▸ **Problem to solve**: Copy every line of the records that includes the word "front".

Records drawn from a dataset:
= = = = = = =

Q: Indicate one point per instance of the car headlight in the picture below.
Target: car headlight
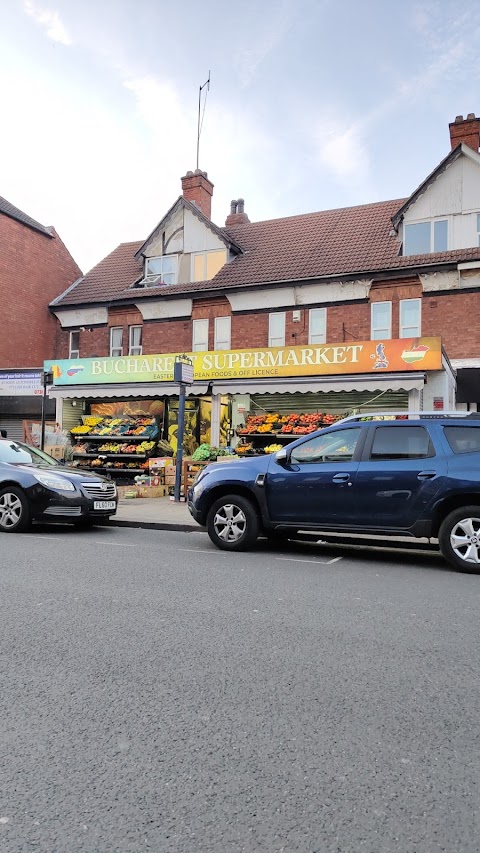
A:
(52, 482)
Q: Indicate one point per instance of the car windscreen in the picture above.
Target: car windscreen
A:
(22, 454)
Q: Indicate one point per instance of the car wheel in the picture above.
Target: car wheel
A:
(14, 510)
(232, 523)
(459, 539)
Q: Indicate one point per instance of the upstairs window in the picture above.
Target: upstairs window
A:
(223, 327)
(116, 341)
(276, 329)
(410, 318)
(205, 265)
(200, 336)
(162, 269)
(74, 345)
(422, 238)
(135, 340)
(381, 321)
(317, 326)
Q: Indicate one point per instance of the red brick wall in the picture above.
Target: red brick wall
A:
(34, 269)
(452, 316)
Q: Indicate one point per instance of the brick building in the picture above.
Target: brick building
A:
(337, 310)
(35, 267)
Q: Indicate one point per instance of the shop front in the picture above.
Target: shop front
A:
(21, 393)
(124, 410)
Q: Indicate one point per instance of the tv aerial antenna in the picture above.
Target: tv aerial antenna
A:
(201, 113)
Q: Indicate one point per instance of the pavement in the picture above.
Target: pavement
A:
(164, 514)
(154, 513)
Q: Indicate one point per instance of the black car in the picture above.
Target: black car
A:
(35, 487)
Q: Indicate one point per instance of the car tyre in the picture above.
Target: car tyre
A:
(232, 523)
(15, 516)
(459, 539)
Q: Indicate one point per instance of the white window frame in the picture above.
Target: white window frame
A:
(204, 255)
(200, 330)
(276, 340)
(134, 349)
(317, 337)
(223, 339)
(154, 275)
(430, 222)
(118, 350)
(74, 352)
(374, 329)
(403, 326)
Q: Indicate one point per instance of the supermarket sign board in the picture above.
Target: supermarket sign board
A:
(17, 383)
(371, 357)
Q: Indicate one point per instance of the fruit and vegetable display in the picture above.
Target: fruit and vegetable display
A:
(295, 424)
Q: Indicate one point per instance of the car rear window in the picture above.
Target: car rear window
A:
(463, 439)
(401, 442)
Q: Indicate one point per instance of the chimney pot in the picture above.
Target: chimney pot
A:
(466, 131)
(198, 189)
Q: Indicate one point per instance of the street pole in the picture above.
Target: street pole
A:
(47, 380)
(180, 432)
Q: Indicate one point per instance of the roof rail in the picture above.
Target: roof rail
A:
(407, 416)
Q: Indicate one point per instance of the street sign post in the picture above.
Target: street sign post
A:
(183, 375)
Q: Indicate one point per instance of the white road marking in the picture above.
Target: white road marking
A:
(322, 562)
(84, 540)
(202, 551)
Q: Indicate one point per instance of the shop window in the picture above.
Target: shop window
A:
(223, 327)
(116, 341)
(74, 345)
(163, 269)
(333, 447)
(422, 238)
(381, 320)
(276, 329)
(317, 326)
(402, 442)
(410, 318)
(205, 265)
(135, 340)
(200, 336)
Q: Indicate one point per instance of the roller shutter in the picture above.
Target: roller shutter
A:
(335, 402)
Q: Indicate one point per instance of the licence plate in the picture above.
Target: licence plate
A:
(104, 505)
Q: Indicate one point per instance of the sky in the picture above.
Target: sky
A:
(313, 104)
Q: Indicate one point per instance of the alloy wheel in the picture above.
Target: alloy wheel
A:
(465, 540)
(11, 510)
(230, 523)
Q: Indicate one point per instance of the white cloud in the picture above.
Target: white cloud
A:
(49, 20)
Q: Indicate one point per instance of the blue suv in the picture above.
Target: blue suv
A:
(389, 474)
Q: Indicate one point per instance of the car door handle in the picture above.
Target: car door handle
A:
(341, 478)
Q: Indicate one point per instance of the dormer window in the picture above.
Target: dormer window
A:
(205, 265)
(422, 238)
(161, 270)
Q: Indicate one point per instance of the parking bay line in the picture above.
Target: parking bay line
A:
(322, 562)
(85, 541)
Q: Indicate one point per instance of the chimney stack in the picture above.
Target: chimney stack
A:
(197, 188)
(466, 130)
(237, 215)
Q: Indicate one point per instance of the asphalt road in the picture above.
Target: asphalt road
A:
(158, 694)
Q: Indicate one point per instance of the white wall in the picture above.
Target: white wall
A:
(454, 195)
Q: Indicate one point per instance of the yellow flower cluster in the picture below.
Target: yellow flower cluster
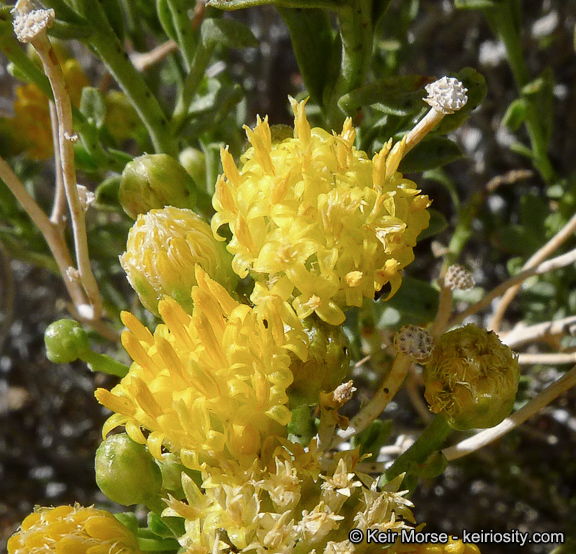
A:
(211, 385)
(283, 505)
(74, 530)
(316, 221)
(162, 249)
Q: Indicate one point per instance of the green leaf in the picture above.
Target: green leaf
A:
(517, 240)
(477, 89)
(230, 5)
(515, 114)
(437, 224)
(313, 43)
(128, 519)
(93, 106)
(398, 95)
(228, 32)
(64, 30)
(373, 438)
(430, 153)
(522, 149)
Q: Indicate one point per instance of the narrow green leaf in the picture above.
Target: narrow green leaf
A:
(165, 18)
(228, 32)
(515, 114)
(398, 95)
(476, 4)
(416, 300)
(70, 31)
(430, 153)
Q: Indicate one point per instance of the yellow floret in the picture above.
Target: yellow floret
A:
(315, 220)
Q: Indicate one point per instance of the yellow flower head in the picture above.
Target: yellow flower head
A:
(210, 386)
(283, 507)
(472, 378)
(72, 529)
(162, 250)
(317, 221)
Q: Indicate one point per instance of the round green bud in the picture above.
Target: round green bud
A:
(126, 472)
(65, 341)
(194, 162)
(326, 365)
(155, 181)
(471, 378)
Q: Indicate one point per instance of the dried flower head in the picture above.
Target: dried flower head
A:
(28, 26)
(414, 342)
(315, 220)
(471, 378)
(446, 95)
(458, 278)
(162, 251)
(453, 546)
(72, 529)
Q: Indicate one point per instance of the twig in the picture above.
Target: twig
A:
(30, 27)
(552, 245)
(445, 96)
(522, 334)
(444, 310)
(48, 229)
(415, 395)
(483, 438)
(545, 267)
(547, 358)
(59, 207)
(376, 406)
(7, 297)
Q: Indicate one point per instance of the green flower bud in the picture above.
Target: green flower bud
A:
(126, 472)
(326, 365)
(65, 341)
(472, 378)
(161, 253)
(194, 162)
(154, 181)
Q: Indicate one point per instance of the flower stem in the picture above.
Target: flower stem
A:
(431, 440)
(65, 147)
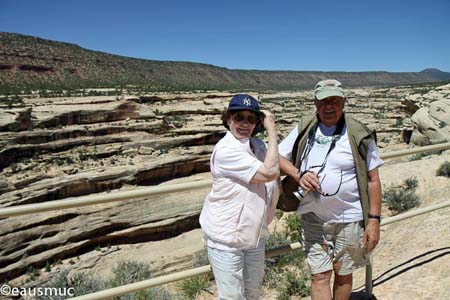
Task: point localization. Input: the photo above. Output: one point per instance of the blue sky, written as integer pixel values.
(356, 35)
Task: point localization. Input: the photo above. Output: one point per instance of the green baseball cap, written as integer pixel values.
(328, 88)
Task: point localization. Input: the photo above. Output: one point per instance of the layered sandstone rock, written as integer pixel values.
(83, 145)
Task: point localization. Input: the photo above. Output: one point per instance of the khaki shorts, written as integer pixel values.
(335, 246)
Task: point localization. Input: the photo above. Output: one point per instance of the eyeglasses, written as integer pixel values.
(241, 117)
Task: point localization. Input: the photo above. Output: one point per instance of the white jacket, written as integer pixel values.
(235, 210)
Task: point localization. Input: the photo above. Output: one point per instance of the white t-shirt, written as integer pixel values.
(236, 211)
(339, 200)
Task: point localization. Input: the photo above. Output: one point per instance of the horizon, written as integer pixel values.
(254, 35)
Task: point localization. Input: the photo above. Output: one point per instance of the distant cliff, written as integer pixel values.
(27, 61)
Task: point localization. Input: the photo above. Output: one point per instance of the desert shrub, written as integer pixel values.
(402, 198)
(444, 169)
(194, 286)
(293, 284)
(411, 183)
(285, 273)
(124, 273)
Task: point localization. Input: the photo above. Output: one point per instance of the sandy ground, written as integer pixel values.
(412, 260)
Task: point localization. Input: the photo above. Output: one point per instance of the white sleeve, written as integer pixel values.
(234, 163)
(373, 159)
(285, 147)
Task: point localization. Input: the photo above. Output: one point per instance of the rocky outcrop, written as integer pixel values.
(78, 146)
(40, 62)
(432, 122)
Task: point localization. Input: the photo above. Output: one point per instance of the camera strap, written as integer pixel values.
(311, 139)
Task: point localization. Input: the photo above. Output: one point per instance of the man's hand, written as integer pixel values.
(372, 234)
(310, 182)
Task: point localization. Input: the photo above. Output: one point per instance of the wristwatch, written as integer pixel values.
(378, 217)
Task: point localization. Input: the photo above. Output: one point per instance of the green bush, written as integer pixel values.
(402, 198)
(124, 273)
(444, 169)
(194, 286)
(285, 273)
(293, 284)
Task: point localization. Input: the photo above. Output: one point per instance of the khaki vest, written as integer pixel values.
(359, 136)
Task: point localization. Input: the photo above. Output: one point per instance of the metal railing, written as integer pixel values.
(156, 190)
(154, 282)
(150, 191)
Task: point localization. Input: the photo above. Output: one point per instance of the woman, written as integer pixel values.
(242, 201)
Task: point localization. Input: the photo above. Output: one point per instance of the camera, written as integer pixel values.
(299, 193)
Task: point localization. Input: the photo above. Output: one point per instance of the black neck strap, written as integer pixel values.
(311, 137)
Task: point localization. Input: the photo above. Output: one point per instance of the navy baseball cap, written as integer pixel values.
(244, 102)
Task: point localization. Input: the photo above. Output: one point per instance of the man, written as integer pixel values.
(335, 160)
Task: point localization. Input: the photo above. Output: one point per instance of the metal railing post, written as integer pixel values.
(369, 286)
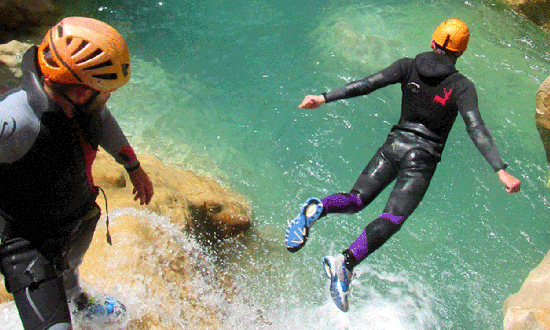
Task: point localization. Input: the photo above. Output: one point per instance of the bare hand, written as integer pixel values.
(143, 187)
(512, 184)
(312, 102)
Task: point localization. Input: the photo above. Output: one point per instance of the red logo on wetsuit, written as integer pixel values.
(442, 100)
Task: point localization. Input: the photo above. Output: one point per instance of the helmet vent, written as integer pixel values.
(47, 55)
(107, 76)
(101, 65)
(125, 69)
(91, 56)
(80, 47)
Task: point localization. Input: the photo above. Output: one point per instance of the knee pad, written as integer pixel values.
(23, 266)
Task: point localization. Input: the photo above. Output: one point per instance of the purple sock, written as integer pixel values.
(342, 203)
(359, 248)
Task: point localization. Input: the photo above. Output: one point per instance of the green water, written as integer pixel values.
(215, 88)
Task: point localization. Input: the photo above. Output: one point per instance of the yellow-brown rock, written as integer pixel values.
(197, 203)
(542, 115)
(529, 308)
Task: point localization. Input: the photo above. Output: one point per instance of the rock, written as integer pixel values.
(197, 203)
(11, 55)
(529, 308)
(538, 11)
(24, 14)
(542, 115)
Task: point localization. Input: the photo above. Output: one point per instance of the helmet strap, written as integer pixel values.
(81, 107)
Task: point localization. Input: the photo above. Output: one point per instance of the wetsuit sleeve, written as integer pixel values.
(393, 74)
(19, 128)
(115, 142)
(479, 133)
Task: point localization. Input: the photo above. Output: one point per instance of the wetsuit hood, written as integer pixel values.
(32, 83)
(432, 66)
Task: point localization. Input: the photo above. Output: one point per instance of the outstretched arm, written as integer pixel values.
(312, 102)
(482, 138)
(390, 75)
(116, 144)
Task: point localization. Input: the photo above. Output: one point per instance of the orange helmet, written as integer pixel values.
(85, 51)
(453, 34)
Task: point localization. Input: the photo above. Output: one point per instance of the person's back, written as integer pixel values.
(433, 93)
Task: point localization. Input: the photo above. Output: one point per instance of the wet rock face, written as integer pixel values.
(537, 11)
(25, 14)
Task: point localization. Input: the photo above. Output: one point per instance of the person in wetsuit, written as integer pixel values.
(52, 126)
(433, 94)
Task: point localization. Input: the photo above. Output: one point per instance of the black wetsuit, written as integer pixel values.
(47, 195)
(434, 93)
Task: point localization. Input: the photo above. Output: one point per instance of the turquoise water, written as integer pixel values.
(215, 88)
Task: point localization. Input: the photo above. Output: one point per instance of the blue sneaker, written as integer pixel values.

= = = = = = =

▸ **Expected answer**:
Q: Indicate one point per instance of the shop front in the picture above.
Target: shop front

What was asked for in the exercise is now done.